In the song article below, edit the part that opens with "Prior to its" and closes with "her second album." so that "Scottish DJ" takes the place of "Scottish disc jockey". Give that edited part in full.

▶ **Page excerpt**
-------------------------
Prior to its release, Ora started to tease "I Will Never Let You Down" in mid-March 2014, uploading the single's cover art and a preview of the music video. The song was written by Scottish disc jockey Calvin Harris and intended for her second studio album. Produced and written by him, Harris explained that the song was reminiscent of American singer Whitney Houston and singer Pink. Ora further stated, "I'm in a very good place and I really wanted people to see how I felt and how I want other people to feel when they listen to it – happy!" The album was scheduled to be released in the summer of 2014 but was postponed. In her 2015 lawsuit against Roc Nation, Ora stated that the record label had delayed her second album.

"I Will Never Let You Down" was released as a single for digital download and streaming by Columbia and Roc Nation on 31 March 2014. Ora's vocals in the song span from a low note of B_{3} to a high note of E_{5}. It was composed in 4/4 time and the key of E major with a tempo of 128 beats per minute and a chord progression of E–B–Cm-Gm-A. Musically, "I Will Never Let You Down" is an upbeat 80's-sounding pop love song, incorporating a dance production and EDM elements. The song begins with an intro utilising guitars and synths as well as hip hop beats, which progresses into a disco and dance-described party. Featuring an empowering and optimistic message, Ora lyrically promises her love interest that she will never let him down even when he feels like giving up. On the chorus, she sings, "When you're feeling low on love / I'll be what you're dreaming of / Oh, oh, I will never let you down."

== Reception ==

Upon release, "I Will Never Let You Down" was met with critical acclaim from music critics. Writing for Teen Vogue, Phillip Picardi proclaimed the song as "the feel-good anthem you need to cure your Monday blues", while Casey Lewis of the same magazine felt that "[it] is one of those tracks that makes an enormous head-bobbin', toe-tappin' impression just a few seconds in, and then halfway through you already can't wait to start it over again". While Devin from Rap-Up characterised the song as "uplifting", Matthew Anness for Urbanology named the song as "radio-friendly". Jason Lipshutz of Billboard complimented the song as a "stylish spring jam", labelling it a "contented grin of a single". Lindsey Weber from Vulture commended the song as "extremely catchy", writing that one should "beware of [an] earworm". Liza Darwin for Nylon elaborated, "if your Monday is in dire need of a dance party, then Rita Ora is here to help." Kelsey McKinney of Vox stated that "it showcases her voice better and gives a slower take on her skills between ['How We Do (Party)' 2012] and ['Black Widow' 2014]". Renowned for Sounds David Whiteway further highlighted the collaboration between Ora and Harris, concluding that "[she] isn't shying away from that fact that she has and intends to continue to develop [...] Ora has definitely found clarity and direction."
-------------------------
▶ **Data extracts**
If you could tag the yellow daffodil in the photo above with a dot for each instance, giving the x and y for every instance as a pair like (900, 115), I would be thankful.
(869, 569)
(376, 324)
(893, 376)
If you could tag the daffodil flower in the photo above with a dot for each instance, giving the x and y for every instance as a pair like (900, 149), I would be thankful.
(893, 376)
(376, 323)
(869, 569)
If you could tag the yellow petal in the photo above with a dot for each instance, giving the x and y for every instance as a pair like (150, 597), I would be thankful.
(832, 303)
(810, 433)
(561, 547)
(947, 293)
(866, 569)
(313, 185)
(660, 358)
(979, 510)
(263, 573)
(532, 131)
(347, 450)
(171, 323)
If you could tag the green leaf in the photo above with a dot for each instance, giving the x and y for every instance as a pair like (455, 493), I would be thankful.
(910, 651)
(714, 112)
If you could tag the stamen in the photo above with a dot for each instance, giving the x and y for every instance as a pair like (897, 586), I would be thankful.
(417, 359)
-------------------------
▶ **Result of this task**
Prior to its release, Ora started to tease "I Will Never Let You Down" in mid-March 2014, uploading the single's cover art and a preview of the music video. The song was written by Scottish DJ Calvin Harris and intended for her second studio album. Produced and written by him, Harris explained that the song was reminiscent of American singer Whitney Houston and singer Pink. Ora further stated, "I'm in a very good place and I really wanted people to see how I felt and how I want other people to feel when they listen to it – happy!" The album was scheduled to be released in the summer of 2014 but was postponed. In her 2015 lawsuit against Roc Nation, Ora stated that the record label had delayed her second album.